++++ TEXT SHOWN
Karen Newgard Artist Statement
Growing up in spirited Louisiana gave me a sense of celebration. I strive to make a pot that honors our daily routines with a degree of festivity.
One of my greatest influences is the drawing style associated with Southern Folk Art, flattened perspective and many vantage points. The landscape and the architectural elements found in South Louisiana have also been a strong influence in the development of my imagery along with the works of John Audubon. The natural world has always been a great source for pattern; the stripes created in an empty field, the cadence of a row of crops, a trellis of roses or a bunch of tulips. My interior scenes began with my memories of our family gatherings and my grandparent's farmhouse in Southern Minnesota. Over the years these scenes have evolved into an iconographic encyclopedia that I draw from to create more stories and scenes.
The sgrafitto carving technique developed in the eastern Mediterranean. The images on their pots represented aspects of their everyday experiences. This idea of using scenes and icons from daily life has always been an integral part of my work. Most recently I have been taking the images outside the home and creating home-like scenes for a variety of birds.
The reductive carving method allows me to add movement to the images on the surface of my pots. To further exemplify this notion of lively animation I use salt to glaze and activate the surface of my pots. This firing method promotes subtle color variations in the clay and also glazes the pot. The fire completes the process making each piece a one of a kind.
++++++++
++++ MATERIAL PROVIDED
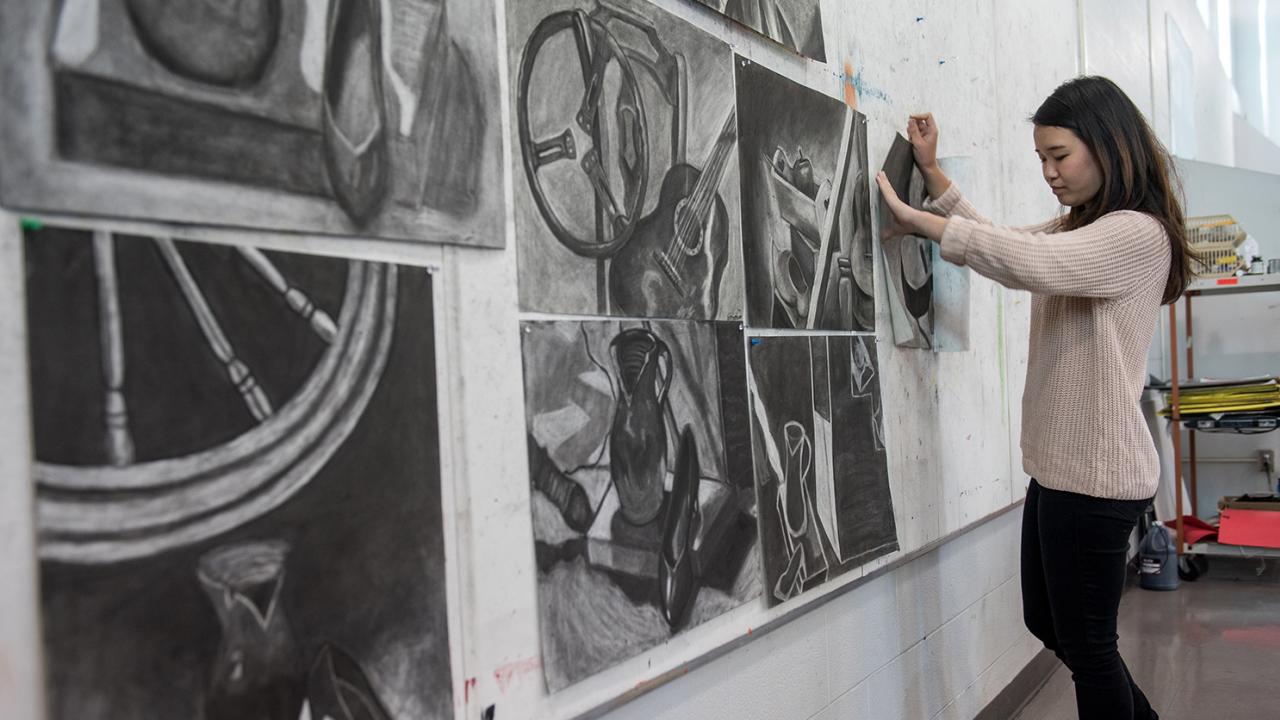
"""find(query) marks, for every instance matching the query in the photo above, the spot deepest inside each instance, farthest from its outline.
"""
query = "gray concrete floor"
(1207, 651)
++++++++
- SHORT TASK A: Does each statement agree with the artist statement? Answer yes or no for each and quote the deciding words. (i) The artist grew up in Louisiana. (ii) The sgrafitto carving technique developed in western Europe. (iii) Salt is used to glaze the pots.
- SHORT TASK B: Switch "pots" to "vessels" and write out the part of the artist statement that opens with the words containing "The reductive carving" and closes with "one of a kind.".
The data has no connection to the artist statement.

- EXERCISE RESPONSE A:
(i) Yes: "Growing up in spirited Louisiana gave me a sense of celebration."
(ii) No: "The sgrafitto carving technique developed in the eastern Mediterranean."
(iii) Yes: "I use salt to glaze and activate the surface of my pots."

- EXERCISE RESPONSE B:
The reductive carving method allows me to add movement to the images on the surface of my vessels. To further exemplify this notion of lively animation I use salt to glaze and activate the surface of my vessels. This firing method promotes subtle color variations in the clay and also glazes the pot. The fire completes the process making each piece a one of a kind.